What is needed. Across all the entries below, count each line that holds "tail" and report the figure only.

Data listing.
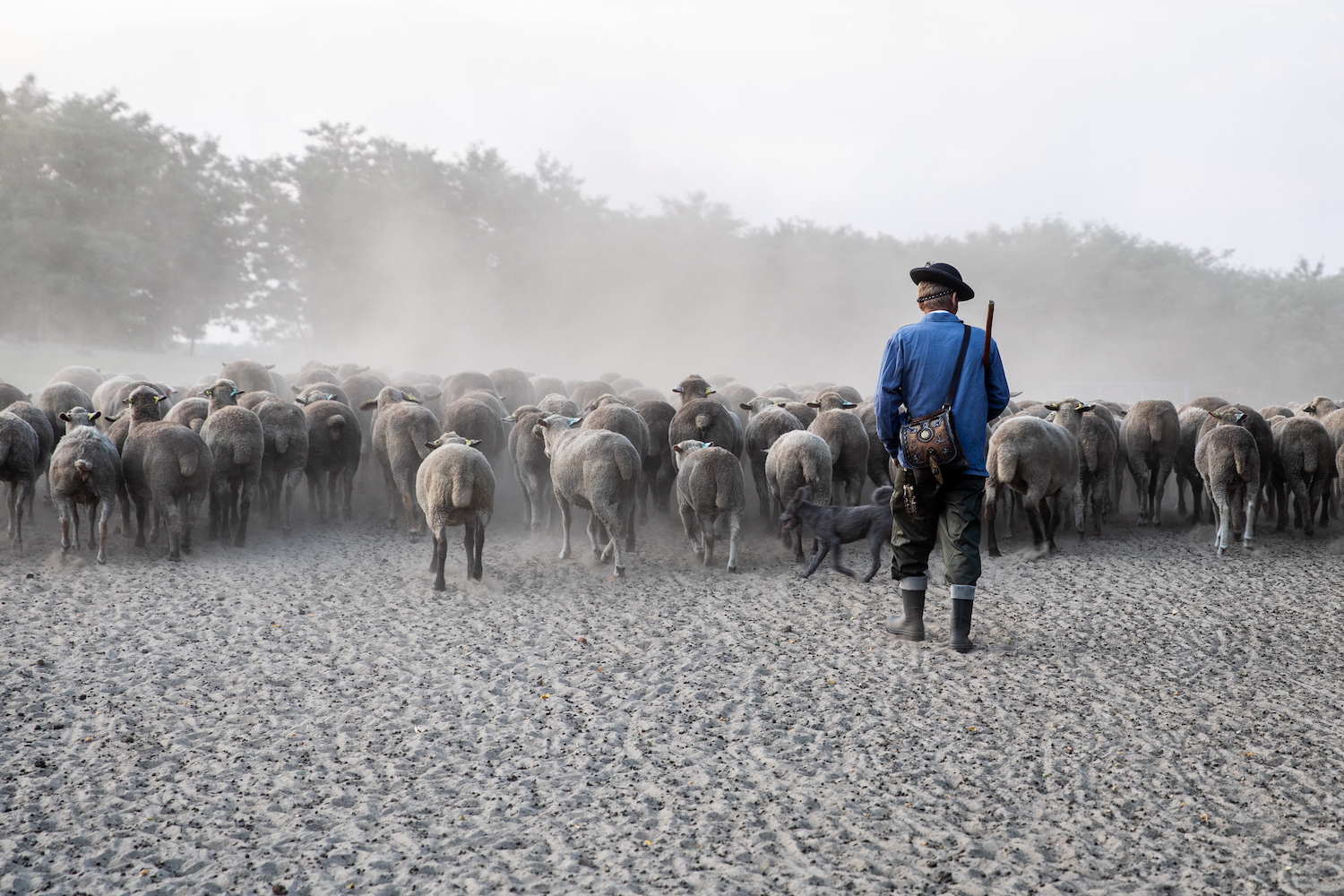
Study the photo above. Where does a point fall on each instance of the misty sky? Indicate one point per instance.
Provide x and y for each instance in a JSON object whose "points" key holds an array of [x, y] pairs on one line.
{"points": [[1210, 124]]}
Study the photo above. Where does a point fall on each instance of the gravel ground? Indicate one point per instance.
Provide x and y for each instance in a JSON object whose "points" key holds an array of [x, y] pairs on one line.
{"points": [[1140, 718]]}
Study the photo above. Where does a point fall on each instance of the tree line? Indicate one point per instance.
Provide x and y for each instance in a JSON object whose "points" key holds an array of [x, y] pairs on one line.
{"points": [[115, 228]]}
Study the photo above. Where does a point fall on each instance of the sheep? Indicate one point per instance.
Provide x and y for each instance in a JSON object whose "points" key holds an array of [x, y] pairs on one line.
{"points": [[1038, 461], [476, 419], [527, 450], [879, 462], [1228, 460], [797, 458], [456, 487], [401, 430], [1191, 422], [284, 457], [618, 418], [193, 411], [556, 403], [849, 444], [19, 468], [85, 469], [709, 485], [513, 389], [1096, 458], [166, 465], [333, 449], [56, 398], [659, 466], [548, 386], [597, 470], [11, 394], [1209, 403], [460, 384], [236, 441], [589, 390], [86, 379], [249, 375], [703, 419], [1304, 455], [319, 392], [766, 422], [1150, 435]]}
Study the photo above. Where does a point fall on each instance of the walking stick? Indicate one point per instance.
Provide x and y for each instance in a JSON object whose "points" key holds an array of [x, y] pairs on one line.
{"points": [[989, 327]]}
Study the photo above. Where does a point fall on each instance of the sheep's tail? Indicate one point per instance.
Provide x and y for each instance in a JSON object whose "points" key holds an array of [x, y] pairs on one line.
{"points": [[464, 487]]}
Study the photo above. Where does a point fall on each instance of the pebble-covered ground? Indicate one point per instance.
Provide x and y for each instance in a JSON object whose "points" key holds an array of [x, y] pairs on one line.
{"points": [[306, 713]]}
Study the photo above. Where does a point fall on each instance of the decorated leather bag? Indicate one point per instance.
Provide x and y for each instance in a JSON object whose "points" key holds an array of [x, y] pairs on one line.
{"points": [[930, 443]]}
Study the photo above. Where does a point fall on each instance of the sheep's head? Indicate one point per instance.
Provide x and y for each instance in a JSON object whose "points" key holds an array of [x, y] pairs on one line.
{"points": [[144, 405], [222, 394], [683, 450], [694, 387]]}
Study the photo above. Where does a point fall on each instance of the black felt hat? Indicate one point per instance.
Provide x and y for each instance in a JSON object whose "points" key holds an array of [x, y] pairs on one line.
{"points": [[945, 274]]}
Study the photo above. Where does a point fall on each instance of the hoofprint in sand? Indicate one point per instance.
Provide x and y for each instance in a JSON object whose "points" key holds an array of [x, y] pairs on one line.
{"points": [[1140, 718]]}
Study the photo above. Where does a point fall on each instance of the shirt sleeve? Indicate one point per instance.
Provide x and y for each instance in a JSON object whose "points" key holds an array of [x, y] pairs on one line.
{"points": [[889, 397], [996, 383]]}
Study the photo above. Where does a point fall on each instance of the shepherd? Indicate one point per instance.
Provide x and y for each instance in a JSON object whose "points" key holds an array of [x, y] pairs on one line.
{"points": [[941, 383]]}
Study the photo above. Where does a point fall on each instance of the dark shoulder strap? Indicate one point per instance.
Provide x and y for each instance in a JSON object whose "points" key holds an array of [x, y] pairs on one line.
{"points": [[956, 374]]}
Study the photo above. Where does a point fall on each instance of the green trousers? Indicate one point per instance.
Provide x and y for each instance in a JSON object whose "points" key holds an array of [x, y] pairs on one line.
{"points": [[949, 511]]}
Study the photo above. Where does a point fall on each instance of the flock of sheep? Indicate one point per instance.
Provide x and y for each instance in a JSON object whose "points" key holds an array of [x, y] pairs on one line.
{"points": [[610, 446]]}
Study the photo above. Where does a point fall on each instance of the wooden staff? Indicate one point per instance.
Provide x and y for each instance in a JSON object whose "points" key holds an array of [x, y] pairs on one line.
{"points": [[989, 327]]}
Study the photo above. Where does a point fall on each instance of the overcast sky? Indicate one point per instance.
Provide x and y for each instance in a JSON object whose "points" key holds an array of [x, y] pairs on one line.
{"points": [[1209, 124]]}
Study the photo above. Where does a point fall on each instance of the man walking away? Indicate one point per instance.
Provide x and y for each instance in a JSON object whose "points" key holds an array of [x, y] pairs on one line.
{"points": [[918, 367]]}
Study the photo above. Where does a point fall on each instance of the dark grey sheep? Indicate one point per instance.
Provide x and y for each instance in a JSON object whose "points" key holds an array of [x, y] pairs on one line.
{"points": [[18, 468], [237, 443], [284, 457], [1228, 460], [659, 468], [478, 421], [597, 470], [85, 470], [401, 430], [456, 487], [709, 485], [333, 447], [766, 422], [513, 389], [166, 465], [796, 460]]}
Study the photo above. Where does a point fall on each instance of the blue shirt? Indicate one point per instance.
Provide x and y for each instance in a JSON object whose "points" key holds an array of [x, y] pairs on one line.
{"points": [[917, 368]]}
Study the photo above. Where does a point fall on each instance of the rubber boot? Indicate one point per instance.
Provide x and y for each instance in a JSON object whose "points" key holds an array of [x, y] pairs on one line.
{"points": [[961, 608], [911, 602]]}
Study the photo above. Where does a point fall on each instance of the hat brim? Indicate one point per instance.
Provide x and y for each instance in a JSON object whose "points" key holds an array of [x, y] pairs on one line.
{"points": [[935, 276]]}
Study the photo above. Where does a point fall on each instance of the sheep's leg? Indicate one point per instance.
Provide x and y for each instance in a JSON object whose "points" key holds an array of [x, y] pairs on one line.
{"points": [[707, 522], [566, 517], [1305, 509], [435, 562], [693, 530], [734, 533]]}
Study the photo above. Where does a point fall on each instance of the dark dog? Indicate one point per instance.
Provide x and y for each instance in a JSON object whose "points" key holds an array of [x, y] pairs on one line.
{"points": [[833, 527]]}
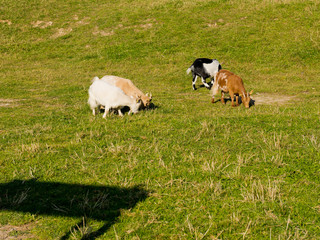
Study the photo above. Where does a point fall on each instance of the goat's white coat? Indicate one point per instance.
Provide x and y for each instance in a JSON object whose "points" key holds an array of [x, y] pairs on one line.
{"points": [[109, 96]]}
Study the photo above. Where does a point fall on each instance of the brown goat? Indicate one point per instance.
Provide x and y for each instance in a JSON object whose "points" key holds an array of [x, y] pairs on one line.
{"points": [[230, 83]]}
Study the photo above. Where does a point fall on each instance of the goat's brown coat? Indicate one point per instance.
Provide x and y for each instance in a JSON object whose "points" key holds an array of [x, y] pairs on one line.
{"points": [[230, 83]]}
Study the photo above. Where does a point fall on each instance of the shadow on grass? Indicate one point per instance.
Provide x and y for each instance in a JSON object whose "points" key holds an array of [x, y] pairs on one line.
{"points": [[252, 102], [102, 203]]}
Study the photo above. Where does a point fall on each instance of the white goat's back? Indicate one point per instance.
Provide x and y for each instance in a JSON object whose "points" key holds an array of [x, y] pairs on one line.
{"points": [[212, 68], [108, 95]]}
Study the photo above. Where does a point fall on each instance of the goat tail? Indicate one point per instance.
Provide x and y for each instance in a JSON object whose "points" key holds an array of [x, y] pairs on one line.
{"points": [[190, 69], [95, 79]]}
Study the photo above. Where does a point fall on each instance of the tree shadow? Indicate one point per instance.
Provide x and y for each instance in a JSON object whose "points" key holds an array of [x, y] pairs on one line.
{"points": [[102, 203]]}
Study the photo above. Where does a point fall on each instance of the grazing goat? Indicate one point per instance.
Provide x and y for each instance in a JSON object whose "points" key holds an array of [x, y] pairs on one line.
{"points": [[204, 68], [230, 83], [109, 96], [128, 88]]}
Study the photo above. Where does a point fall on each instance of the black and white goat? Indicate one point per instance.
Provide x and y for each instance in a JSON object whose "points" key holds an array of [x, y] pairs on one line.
{"points": [[204, 68]]}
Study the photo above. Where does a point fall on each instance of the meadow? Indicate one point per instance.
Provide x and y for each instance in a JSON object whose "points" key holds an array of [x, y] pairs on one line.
{"points": [[185, 169]]}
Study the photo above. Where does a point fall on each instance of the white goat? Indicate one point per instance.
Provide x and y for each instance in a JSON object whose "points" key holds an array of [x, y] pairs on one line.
{"points": [[204, 68], [128, 88], [109, 96]]}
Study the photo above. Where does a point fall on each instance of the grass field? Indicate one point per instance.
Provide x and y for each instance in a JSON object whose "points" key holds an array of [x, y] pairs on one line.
{"points": [[186, 169]]}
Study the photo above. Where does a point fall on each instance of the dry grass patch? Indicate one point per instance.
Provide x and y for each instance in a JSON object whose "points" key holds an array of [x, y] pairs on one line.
{"points": [[16, 232], [8, 102], [272, 99]]}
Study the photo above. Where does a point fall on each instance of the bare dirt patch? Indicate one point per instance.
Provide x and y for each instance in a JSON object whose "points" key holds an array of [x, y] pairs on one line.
{"points": [[6, 21], [271, 99], [41, 24], [61, 32], [8, 102], [16, 232]]}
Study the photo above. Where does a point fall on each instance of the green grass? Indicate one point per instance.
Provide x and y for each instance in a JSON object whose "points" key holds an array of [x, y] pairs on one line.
{"points": [[211, 171]]}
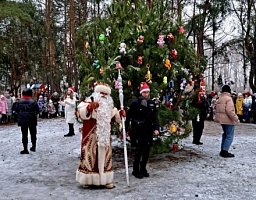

Your response. 2